● Раздел документа
========================================
11
Неожиданное дополнение 2008 года.
Коржов А. М – Веллеру М. И
Многоуважаемый Михаил Иосифович,
На днях мне попалась Ваша книга “Хочу быть дворником” (“ФОЛИО”, Харьков, 2000). Впервые попалась, хотя некоторые Ваши книги я прочёл давно, а к Вашим философским воззрениям, не вполне их разделяя, отношусь с интересом. Так вот, первое же эссе “Конец шестидесятых. Реквием ровесникам” не только понравилось мне, но и повергло в глубокий шок: такого изобилия совпадений с тем, что вот уже несколько лет пытаюсь написать я, вполне хватит на обвинение в плагиате, от которого мне ввек не отмахаться.
Удержавшись от первого, самого, как известно, искреннего порыва: стереть всё написанное к чёртовой матери – я попытался заставить себя поразмыслить. Это в любом возрасте бывает полезным. Тем более, что компьютер в выходные всё равно был недоступен.
А что, собственно, удивительного в том, что люди, жившие в одном времени, были участниками либо свидетелями одних и тех же событий и явлений? И даже в том, что, происходя из одного “культурного слоя”, высказывают сходное к ним отношение? Сходное, но не совпадающее же! А уж в совпадениях текстуального плана я никак не могу быть обвинён; куда мне с моим занудным стилем до Вашей крылатой лёгкости!..
========================================
● Что требуется
Перепишите из письма М. И. Веллеру дословно отрывок, начиная со слов «А что, собственно, удивительного» и заканчивая словами «Вашей крылатой лёгкости!..». Материал, приведённый далее, здесь не понадобится.

● Исходный материал
========================================
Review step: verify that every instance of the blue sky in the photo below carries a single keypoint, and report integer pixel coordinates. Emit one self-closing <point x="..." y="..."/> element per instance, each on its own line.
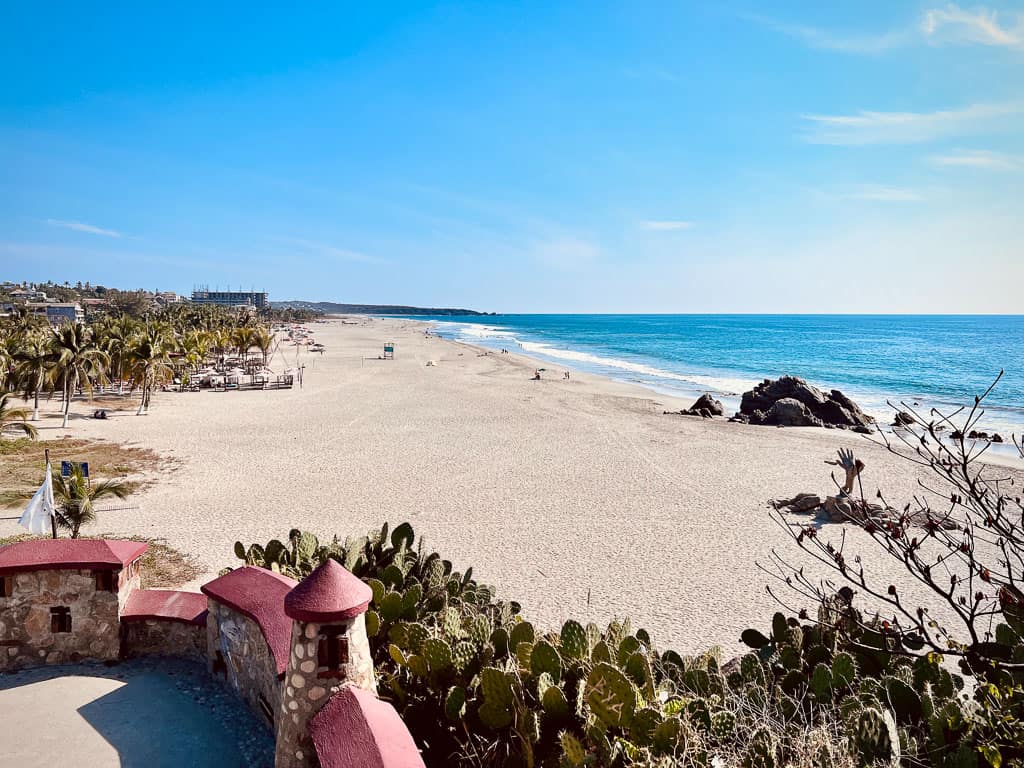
========================================
● Ожидаемый результат
А что, собственно, удивительного в том, что люди, жившие в одном времени, были участниками либо свидетелями одних и тех же событий и явлений? И даже в том, что, происходя из одного “культурного слоя”, высказывают сходное к ним отношение? Сходное, но не совпадающее же! А уж в совпадениях текстуального плана я никак не могу быть обвинён; куда мне с моим занудным стилем до Вашей крылатой лёгкости!..